-- Start --

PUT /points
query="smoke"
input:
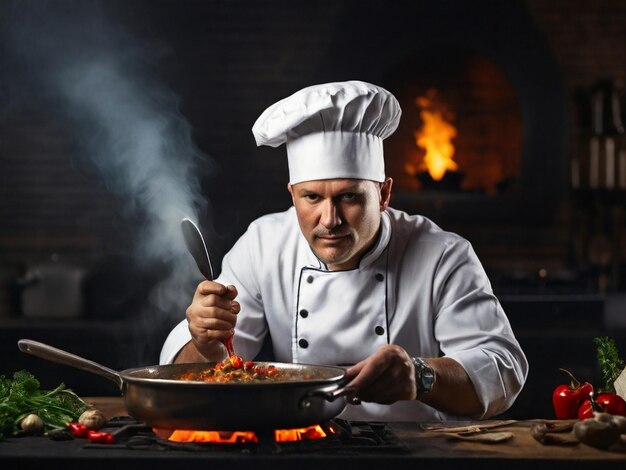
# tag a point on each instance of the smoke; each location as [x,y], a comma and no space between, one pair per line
[96,74]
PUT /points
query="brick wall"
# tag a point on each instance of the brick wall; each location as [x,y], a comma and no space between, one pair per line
[227,62]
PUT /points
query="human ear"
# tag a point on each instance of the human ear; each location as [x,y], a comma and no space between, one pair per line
[385,193]
[290,189]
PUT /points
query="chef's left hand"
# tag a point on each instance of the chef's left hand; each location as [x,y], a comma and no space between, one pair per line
[385,377]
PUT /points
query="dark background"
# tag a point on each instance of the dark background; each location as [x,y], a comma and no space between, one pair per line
[552,251]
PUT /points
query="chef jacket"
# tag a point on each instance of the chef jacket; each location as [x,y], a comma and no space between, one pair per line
[419,287]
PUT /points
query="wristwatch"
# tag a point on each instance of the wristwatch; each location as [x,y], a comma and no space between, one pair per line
[424,376]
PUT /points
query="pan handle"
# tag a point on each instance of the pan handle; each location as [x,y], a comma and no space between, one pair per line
[59,356]
[328,394]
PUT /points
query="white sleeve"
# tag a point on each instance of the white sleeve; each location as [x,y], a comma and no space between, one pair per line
[174,342]
[473,329]
[240,267]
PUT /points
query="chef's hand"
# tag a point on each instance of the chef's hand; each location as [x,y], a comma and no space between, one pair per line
[212,316]
[385,377]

-- End --

* [Written instruction]:
Carry every row above over again, requests included, with 92 added to each x and y coordinate in the answers. Leave the pictures out.

* [Result below]:
PUT /points
query="smoke"
input:
# tag a point on each instance of the smoke; each location as [x,y], a comma and no space between, one pair per line
[188,166]
PUT /points
query="brick wall"
# tag a point on each instance of the brick wall; each location as [x,y], a comma and no space between, one pair per line
[319,154]
PUT /points
query="human ear"
# tag a point on each instance of the human ear; each location as [x,y], a comma and no space between, one pair per line
[477,285]
[382,281]
PUT /points
query="chef's left hand"
# tag a point on each instance of the chef's left hand; each location as [x,y], a comma and no space between, one pair per line
[477,469]
PUT /points
query="dark background"
# tag a point on each instance of the dark background; each location as [x,y], a comma and no space between, one pair per line
[644,343]
PUT /points
query="chef jacket"
# tag a point on each instance of the chef jacket; each location as [x,y], a comma and no space between, one pair per line
[511,379]
PUT /points
query="wristwatch"
# tag a point on each instance of the wristwatch; each location as [x,y], a comma and no space between, one pair per line
[516,468]
PUT /points
query="pan handle"
# tag a point on each instance of the pan handle; each location as [x,y], a comma and no space between, one pair per line
[151,448]
[420,486]
PUT /points
query="white sleeve"
# tag a point on each instance of the white sleeve; each location as [x,y], a comma and no space between, one pair per line
[266,434]
[565,421]
[332,359]
PUT /points
query="chef's hand"
# tag a point on each instance of the chef's hand; each location as [x,y], a comma and no space between, one pair per line
[304,408]
[477,469]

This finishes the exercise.